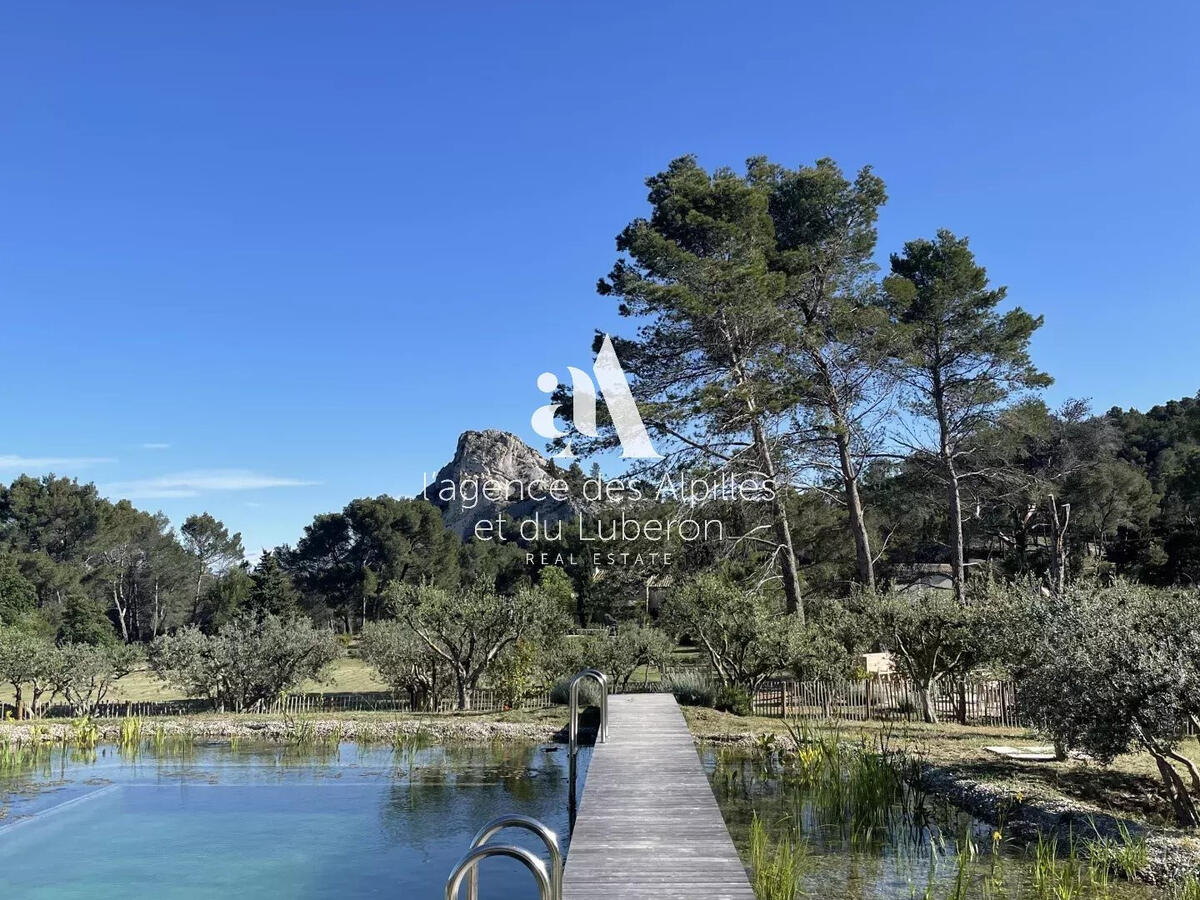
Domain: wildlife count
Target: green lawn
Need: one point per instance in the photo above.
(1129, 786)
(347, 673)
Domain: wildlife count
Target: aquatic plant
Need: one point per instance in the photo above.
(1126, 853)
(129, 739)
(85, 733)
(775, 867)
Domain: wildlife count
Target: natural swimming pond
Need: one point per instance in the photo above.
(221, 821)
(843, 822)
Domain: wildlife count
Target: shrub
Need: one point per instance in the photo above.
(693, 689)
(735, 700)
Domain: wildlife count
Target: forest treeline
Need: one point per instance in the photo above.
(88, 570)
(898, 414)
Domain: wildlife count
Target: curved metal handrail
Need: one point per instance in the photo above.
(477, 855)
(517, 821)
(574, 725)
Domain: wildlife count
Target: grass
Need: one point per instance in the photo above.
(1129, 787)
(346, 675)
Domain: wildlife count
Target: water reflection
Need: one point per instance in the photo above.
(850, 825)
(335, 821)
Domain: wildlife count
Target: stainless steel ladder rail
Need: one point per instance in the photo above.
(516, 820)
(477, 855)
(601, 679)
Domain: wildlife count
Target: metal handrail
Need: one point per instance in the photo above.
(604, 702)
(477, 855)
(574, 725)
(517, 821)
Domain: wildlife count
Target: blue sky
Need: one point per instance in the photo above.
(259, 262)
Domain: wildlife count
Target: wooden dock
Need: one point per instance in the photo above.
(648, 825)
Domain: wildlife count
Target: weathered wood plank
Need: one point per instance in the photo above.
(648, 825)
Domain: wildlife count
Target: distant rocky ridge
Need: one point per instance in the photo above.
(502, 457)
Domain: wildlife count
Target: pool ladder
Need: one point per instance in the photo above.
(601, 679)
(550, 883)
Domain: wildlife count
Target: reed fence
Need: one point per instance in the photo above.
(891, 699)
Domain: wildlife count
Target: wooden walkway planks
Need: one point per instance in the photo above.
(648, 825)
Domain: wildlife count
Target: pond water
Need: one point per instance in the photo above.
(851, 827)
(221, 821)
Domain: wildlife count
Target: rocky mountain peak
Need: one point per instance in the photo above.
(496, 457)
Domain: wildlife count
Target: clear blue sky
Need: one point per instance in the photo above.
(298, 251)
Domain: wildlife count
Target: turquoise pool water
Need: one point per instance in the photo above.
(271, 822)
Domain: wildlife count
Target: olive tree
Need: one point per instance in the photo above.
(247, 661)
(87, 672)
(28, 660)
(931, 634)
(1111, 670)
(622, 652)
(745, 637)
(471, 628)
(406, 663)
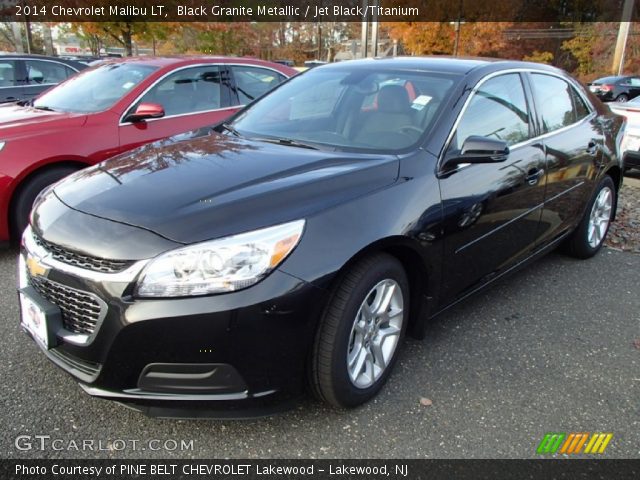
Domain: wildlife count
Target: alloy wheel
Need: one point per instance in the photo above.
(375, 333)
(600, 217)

------------------------------------------------------------

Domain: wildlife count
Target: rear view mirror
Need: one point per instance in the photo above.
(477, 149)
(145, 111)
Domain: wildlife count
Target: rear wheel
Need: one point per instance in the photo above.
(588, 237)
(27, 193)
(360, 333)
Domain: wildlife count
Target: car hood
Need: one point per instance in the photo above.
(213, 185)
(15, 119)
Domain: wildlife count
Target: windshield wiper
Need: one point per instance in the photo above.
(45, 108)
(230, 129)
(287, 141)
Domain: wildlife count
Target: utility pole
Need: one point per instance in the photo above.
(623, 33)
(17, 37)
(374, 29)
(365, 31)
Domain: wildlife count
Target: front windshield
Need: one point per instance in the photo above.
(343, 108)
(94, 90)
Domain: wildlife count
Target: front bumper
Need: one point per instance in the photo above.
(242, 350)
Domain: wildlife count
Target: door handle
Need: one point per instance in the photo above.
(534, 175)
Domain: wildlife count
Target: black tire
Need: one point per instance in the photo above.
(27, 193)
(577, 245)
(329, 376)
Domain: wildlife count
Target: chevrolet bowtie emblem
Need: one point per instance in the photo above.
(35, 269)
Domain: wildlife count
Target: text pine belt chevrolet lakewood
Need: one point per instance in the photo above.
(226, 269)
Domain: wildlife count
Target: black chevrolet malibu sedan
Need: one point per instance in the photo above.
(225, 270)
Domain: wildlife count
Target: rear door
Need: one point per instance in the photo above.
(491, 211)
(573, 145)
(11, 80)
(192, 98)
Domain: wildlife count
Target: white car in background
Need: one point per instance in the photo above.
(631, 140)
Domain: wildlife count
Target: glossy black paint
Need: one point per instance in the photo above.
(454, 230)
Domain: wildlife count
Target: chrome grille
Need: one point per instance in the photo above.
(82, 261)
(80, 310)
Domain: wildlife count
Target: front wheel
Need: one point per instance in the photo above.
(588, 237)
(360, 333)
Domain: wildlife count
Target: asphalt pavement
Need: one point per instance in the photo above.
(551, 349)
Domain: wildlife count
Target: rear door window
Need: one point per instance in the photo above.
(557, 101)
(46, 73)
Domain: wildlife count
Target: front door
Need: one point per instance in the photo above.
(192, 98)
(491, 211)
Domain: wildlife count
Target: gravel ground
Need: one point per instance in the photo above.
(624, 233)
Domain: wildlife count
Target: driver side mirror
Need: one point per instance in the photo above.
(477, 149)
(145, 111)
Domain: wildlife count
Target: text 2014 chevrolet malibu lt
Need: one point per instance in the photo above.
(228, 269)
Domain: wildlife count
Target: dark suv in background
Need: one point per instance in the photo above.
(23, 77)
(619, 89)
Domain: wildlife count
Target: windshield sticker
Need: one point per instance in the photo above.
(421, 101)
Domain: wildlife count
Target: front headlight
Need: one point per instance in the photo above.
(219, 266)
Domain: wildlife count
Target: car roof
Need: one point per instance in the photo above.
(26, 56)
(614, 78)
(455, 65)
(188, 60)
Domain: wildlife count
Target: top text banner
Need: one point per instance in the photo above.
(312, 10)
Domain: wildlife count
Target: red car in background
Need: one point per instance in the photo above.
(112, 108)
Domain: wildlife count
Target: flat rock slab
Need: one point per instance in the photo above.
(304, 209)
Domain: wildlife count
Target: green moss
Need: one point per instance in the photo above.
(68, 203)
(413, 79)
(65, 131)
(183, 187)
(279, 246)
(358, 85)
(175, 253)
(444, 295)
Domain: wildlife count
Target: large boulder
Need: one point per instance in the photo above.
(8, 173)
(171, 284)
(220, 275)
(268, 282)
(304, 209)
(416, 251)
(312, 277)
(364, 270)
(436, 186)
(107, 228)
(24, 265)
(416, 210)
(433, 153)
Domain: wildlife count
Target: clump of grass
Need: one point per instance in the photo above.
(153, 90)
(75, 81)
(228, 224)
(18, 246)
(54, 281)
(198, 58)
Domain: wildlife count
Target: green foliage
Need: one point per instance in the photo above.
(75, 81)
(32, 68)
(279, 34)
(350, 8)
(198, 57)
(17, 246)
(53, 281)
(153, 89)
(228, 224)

------------------------------------------------------------

▶ TASK DESCRIPTION
Since only part of the listing is wanted, copy exactly the lines from the one holding "Target: windshield sticker" to the one holding "Target: top text banner", both included.

▶ RESULT OF THIS TASK
Target: windshield sticker
Need: one point per instance in the photo above.
(421, 101)
Domain: wildlife count
Target: front headlight
Need: one point per instance in the photo above.
(219, 266)
Domain: wildlife count
Target: car roof
Need: one point per instance in the photo above.
(26, 56)
(614, 78)
(455, 65)
(188, 60)
Domain: wildlife count
Target: top text banner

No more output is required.